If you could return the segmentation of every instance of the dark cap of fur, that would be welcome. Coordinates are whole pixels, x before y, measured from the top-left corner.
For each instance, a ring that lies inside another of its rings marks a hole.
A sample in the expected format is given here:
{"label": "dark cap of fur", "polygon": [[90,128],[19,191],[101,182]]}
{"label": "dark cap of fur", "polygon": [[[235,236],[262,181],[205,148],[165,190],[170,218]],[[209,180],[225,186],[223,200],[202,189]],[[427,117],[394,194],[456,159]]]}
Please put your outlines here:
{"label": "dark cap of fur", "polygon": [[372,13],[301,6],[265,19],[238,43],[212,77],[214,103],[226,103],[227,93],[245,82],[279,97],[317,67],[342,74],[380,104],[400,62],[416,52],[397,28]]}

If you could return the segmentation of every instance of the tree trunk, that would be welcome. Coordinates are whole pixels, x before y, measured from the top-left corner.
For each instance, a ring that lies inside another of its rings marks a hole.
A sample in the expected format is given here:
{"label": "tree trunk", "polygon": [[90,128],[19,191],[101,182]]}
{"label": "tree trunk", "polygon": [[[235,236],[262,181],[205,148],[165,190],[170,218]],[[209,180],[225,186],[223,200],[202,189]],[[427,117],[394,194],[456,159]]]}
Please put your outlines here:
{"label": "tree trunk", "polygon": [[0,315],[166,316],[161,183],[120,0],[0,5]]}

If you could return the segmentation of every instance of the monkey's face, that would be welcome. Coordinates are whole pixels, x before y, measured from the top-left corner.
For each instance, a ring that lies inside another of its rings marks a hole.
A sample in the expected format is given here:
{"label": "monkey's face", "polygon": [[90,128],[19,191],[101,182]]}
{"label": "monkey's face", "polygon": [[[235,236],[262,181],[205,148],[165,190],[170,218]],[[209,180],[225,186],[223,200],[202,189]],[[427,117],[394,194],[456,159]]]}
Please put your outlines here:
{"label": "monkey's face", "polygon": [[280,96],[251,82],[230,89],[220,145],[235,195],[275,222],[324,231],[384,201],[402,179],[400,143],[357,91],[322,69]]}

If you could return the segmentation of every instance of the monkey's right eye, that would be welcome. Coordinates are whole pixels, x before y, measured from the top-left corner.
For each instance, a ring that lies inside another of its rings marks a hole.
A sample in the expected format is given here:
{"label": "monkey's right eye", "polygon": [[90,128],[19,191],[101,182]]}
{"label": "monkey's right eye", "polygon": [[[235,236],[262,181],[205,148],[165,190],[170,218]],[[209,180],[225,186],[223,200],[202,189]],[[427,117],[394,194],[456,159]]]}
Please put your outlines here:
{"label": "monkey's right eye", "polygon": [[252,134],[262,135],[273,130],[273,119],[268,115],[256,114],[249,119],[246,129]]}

-----

- Requirement
Reproduce the complete set of lines precisely as supplied.

- Solution for this task
If you could return the segmentation of every instance of the dark cap of fur, that would be welcome. Coordinates are whole pixels, x before y, measured from the top-left corner.
For each instance, a ring that lies inside another of its rings marks a hole.
A sample in the expected format is given here:
{"label": "dark cap of fur", "polygon": [[90,128],[19,191],[101,182]]}
{"label": "dark cap of fur", "polygon": [[[235,236],[262,181],[205,148],[165,190],[170,218]],[[209,180],[225,186],[223,200],[202,189]],[[427,117],[394,194],[456,159]]]}
Please put your outlines here:
{"label": "dark cap of fur", "polygon": [[372,13],[301,6],[265,19],[238,43],[212,77],[214,103],[226,103],[227,93],[245,82],[279,97],[317,67],[342,74],[380,104],[400,62],[416,52],[397,28]]}

If you could return the segmentation of every instance of the tree trunk, that would be welcome. Coordinates are whole pixels, x before y, measured from the top-left corner.
For each instance, a ring that lies inside another of its rings marks a hole.
A sample in the expected format is given here:
{"label": "tree trunk", "polygon": [[90,128],[19,191],[101,182]]}
{"label": "tree trunk", "polygon": [[[235,236],[262,181],[205,148],[165,190],[170,218]],[[209,180],[225,186],[223,200],[202,189]],[[427,117],[394,194],[456,159]]]}
Please put your outlines here:
{"label": "tree trunk", "polygon": [[0,315],[166,316],[161,183],[120,0],[0,5]]}

If you could return the segmentation of every instance of the monkey's face, that would be welcome. Coordinates are whole pixels, x before y, measured from the top-left corner.
For each instance, a ring that lies inside another of its rings marks a hole.
A sample in the expected format is given here:
{"label": "monkey's face", "polygon": [[90,128],[19,191],[101,182]]}
{"label": "monkey's face", "polygon": [[[235,236],[262,181],[205,148],[165,190],[170,218]],[[209,180],[225,186],[223,200],[202,189]],[[427,117],[394,194],[456,159]]]}
Please put your outlines here:
{"label": "monkey's face", "polygon": [[280,96],[251,82],[230,89],[220,145],[235,195],[275,222],[324,231],[384,201],[402,179],[400,143],[357,91],[322,69]]}

If you could return the segmentation of every instance of the monkey's right eye, that would be welcome. Coordinates are whole pixels, x before y, measured from the top-left corner.
For each instance, a ring that lies inside another of its rings marks a hole.
A sample in the expected format is given here:
{"label": "monkey's right eye", "polygon": [[90,128],[19,191],[101,182]]}
{"label": "monkey's right eye", "polygon": [[[235,236],[262,181],[205,148],[165,190],[170,218]],[[209,180],[225,186],[223,200],[202,189]],[[427,117],[394,194],[456,159]]]}
Please put your outlines here:
{"label": "monkey's right eye", "polygon": [[252,134],[262,135],[273,130],[273,119],[268,115],[256,114],[249,119],[246,129]]}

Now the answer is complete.